>> begin Exercise input

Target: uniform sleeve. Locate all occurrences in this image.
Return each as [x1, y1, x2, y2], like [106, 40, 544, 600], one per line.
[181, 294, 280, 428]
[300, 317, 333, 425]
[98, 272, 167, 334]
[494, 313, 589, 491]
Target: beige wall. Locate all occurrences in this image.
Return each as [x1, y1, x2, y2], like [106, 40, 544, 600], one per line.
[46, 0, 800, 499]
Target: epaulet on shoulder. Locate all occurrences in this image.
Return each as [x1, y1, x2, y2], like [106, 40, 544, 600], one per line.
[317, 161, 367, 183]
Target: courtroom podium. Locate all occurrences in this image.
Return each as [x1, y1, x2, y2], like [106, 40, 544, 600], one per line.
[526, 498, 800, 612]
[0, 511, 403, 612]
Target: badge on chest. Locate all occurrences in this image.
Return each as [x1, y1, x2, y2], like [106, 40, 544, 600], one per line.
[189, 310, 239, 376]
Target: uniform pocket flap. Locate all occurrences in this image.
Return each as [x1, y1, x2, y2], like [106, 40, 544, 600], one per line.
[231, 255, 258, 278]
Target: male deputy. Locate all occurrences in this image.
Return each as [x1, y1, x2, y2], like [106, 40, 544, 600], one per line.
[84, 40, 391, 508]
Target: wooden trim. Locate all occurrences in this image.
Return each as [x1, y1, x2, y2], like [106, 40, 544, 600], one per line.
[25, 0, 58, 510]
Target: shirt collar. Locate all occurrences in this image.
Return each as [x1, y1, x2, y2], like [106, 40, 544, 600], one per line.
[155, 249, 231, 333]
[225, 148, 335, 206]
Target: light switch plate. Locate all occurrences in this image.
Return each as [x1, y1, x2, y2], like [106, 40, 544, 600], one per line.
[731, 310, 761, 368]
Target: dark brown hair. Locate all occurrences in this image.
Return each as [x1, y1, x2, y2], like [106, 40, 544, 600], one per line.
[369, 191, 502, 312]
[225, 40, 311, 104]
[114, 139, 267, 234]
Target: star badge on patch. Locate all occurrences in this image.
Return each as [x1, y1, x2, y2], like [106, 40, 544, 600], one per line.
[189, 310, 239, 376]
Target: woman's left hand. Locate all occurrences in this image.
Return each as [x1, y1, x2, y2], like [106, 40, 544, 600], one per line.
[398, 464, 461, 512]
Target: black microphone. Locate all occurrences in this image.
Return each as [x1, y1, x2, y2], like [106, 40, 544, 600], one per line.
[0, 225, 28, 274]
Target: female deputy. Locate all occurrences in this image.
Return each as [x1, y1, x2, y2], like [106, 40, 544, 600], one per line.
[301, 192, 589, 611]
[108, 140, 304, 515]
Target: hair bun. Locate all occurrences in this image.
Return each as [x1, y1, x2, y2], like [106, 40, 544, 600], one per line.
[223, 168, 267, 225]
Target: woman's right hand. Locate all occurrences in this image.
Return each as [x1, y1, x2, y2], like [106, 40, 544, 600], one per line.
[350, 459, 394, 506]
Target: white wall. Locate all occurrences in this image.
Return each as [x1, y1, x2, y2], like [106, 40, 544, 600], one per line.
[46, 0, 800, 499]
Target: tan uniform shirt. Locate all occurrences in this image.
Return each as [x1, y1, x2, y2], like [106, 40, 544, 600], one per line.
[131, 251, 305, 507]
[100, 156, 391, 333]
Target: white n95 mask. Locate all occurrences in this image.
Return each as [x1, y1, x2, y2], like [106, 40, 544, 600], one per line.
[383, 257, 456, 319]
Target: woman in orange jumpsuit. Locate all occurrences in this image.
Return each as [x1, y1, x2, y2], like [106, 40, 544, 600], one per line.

>> end Exercise input
>> begin Exercise input

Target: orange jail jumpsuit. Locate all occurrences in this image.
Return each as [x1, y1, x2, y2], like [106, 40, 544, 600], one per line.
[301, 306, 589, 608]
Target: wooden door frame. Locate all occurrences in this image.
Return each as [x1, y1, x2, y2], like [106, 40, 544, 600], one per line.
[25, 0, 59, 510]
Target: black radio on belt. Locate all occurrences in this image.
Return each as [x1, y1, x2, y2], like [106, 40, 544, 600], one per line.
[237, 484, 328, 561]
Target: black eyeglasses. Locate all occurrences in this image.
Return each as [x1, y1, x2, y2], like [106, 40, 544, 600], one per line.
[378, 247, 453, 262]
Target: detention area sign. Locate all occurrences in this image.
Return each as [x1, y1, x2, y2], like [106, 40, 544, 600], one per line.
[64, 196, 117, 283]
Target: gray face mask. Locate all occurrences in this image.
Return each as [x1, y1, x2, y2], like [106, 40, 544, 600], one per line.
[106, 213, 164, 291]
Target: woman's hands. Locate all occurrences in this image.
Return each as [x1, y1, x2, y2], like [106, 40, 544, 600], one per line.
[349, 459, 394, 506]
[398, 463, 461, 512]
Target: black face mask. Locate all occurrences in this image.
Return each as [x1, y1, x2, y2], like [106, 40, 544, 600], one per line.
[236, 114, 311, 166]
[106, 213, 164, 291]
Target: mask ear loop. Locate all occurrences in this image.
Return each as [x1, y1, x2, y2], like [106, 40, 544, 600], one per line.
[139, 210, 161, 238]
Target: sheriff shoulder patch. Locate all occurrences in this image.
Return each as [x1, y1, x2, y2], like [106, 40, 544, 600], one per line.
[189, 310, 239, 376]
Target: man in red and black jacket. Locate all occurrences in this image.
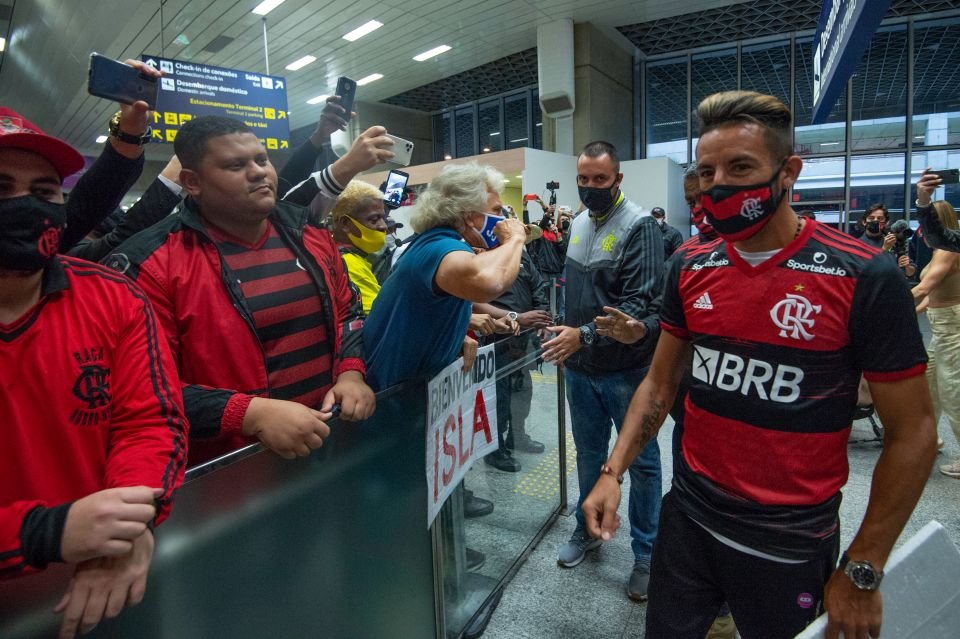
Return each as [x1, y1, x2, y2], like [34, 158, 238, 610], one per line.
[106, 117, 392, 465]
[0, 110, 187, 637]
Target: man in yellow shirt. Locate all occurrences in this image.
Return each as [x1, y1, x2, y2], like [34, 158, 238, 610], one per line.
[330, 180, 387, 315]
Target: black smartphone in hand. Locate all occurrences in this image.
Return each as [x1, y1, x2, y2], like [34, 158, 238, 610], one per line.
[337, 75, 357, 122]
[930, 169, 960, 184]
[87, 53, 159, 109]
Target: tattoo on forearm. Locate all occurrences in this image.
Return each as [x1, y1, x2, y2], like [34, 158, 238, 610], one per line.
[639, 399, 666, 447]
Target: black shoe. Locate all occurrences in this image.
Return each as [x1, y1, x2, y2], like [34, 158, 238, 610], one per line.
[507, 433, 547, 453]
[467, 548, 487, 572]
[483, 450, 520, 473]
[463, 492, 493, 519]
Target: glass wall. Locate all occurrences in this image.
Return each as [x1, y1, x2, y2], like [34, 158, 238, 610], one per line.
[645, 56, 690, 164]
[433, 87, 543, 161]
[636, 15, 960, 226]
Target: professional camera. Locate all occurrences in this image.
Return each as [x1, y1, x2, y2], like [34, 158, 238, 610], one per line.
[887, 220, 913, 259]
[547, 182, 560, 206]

>> end Exercise input

Count the lines in the entries above that contain the string "uniform", with case mattering. Reply with the number alone.

= Correct result =
3